- [Goal of the exercise]: Reproduce all entries verbatim, with nothing added or dropped.

☆ ☆ ☆ ☆

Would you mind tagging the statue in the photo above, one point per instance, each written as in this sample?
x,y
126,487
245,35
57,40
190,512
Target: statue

☆ ☆ ☆ ☆

- [Exercise solution]:
Would you mind tagging the statue in the photo above, one point per instance, each written as in this sample?
x,y
126,487
245,35
57,40
190,512
Target: statue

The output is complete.